→ **Job 1**:
In the text on fractals, how are fractals defined?

→ **Extract provided**:

Go with the Floe

Fractals are shapes that contain copies of themselves on smaller and smaller scales. There are many of them in nature: ferns, trees, frost-flowers, ice-floes, clouds and lungs, for example. Fractals are also easy to create on a computer, because you all need do is take a single rule and repeat it at smaller and smaller scales. One of the simplest fractals follows this rule:

1. Take a line of length l and find the midpoint.
2. Erect a new line of length l x lm on the midpoint at right angles.
3. Repeat with each of the four new lines (i.e., the two halves of the original line and the two sides of the line erected at right angles).

When lm = 1/3, the fractal looks like this:

stick1

(Please open image in a new window if it fails to animate)

When lm = 1/2, the fractal is less interesting:

stick2

But you can adjust rule 2 like this:

2. Erect a new line of length l x lm x lm1 on the midpoint at right angles.

When lm1 = 1, 0.99, 0.98, 0.97…, this is what happens:

stick3

The fractals resemble frost-flowers on a windowpane or ice-floes on a bay or lake. You can randomize the adjustments and angles to make the resemblance even stronger:

frostfloe

Ice floes (see Owen Kanzler)

Ice floes (see Owen Kanzler)

Frost on window (see Kenneth G. Libbrecht, )

Frost on window (see Kenneth G. Libbrecht)

→ **Exercise input**:
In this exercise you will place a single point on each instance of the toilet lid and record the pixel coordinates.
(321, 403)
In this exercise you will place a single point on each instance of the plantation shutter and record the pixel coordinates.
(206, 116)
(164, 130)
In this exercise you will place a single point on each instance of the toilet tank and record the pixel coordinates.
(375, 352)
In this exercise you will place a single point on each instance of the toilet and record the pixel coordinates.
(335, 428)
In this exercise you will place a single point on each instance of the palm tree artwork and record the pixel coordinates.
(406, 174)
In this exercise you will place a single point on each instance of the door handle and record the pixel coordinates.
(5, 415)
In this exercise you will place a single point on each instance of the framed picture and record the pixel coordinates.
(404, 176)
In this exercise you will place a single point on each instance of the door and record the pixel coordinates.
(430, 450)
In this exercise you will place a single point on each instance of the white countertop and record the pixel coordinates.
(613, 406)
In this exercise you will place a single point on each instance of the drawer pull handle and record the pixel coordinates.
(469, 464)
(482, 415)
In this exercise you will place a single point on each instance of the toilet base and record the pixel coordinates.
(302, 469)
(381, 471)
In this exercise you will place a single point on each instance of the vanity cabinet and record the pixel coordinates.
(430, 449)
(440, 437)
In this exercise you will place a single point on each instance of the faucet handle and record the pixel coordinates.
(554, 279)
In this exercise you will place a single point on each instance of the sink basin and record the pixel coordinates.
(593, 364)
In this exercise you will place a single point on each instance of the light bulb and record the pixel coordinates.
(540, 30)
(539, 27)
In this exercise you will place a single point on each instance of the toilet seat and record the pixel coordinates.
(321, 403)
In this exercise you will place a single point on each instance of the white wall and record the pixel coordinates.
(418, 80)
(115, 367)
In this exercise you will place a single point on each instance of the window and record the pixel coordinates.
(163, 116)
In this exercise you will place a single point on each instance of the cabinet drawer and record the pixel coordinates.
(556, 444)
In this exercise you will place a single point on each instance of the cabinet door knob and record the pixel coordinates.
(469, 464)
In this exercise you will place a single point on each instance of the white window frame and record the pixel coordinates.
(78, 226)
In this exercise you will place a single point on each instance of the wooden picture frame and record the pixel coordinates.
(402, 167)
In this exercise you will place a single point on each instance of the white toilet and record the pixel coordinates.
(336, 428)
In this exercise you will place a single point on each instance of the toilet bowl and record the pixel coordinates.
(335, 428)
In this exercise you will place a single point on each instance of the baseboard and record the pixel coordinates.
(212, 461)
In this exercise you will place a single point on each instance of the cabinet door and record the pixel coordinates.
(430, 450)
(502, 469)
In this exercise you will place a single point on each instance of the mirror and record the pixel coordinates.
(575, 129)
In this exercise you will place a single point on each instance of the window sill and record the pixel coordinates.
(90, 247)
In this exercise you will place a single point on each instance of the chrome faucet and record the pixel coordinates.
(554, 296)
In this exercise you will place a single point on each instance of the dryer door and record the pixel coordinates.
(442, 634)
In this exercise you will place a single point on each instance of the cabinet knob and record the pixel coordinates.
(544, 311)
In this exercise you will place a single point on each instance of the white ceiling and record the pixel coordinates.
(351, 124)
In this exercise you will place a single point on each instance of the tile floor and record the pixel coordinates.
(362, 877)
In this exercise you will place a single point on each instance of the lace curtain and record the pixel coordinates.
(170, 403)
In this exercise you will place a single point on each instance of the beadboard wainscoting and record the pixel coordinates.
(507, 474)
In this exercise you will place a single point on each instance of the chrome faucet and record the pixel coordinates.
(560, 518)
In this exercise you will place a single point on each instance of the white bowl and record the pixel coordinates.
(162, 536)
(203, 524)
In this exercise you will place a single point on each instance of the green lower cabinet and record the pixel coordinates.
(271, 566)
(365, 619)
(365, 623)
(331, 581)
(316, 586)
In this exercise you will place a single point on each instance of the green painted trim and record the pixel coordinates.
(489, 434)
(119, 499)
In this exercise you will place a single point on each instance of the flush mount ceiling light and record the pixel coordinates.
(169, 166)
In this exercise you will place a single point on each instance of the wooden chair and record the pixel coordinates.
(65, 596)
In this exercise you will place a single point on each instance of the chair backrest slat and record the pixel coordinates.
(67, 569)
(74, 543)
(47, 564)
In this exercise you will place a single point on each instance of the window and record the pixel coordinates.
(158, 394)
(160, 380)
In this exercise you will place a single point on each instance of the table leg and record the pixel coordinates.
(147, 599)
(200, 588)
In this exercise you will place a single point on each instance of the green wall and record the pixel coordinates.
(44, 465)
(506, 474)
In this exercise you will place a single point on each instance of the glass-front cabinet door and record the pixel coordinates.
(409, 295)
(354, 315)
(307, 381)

→ **Job 2**:
Count the lines of the records above that contain the word "picture", and reply with the number alone.

→ **Worked solution 1**:
Fractals are shapes that contain copies of themselves on smaller and smaller scales.

→ **Worked solution 2**:
2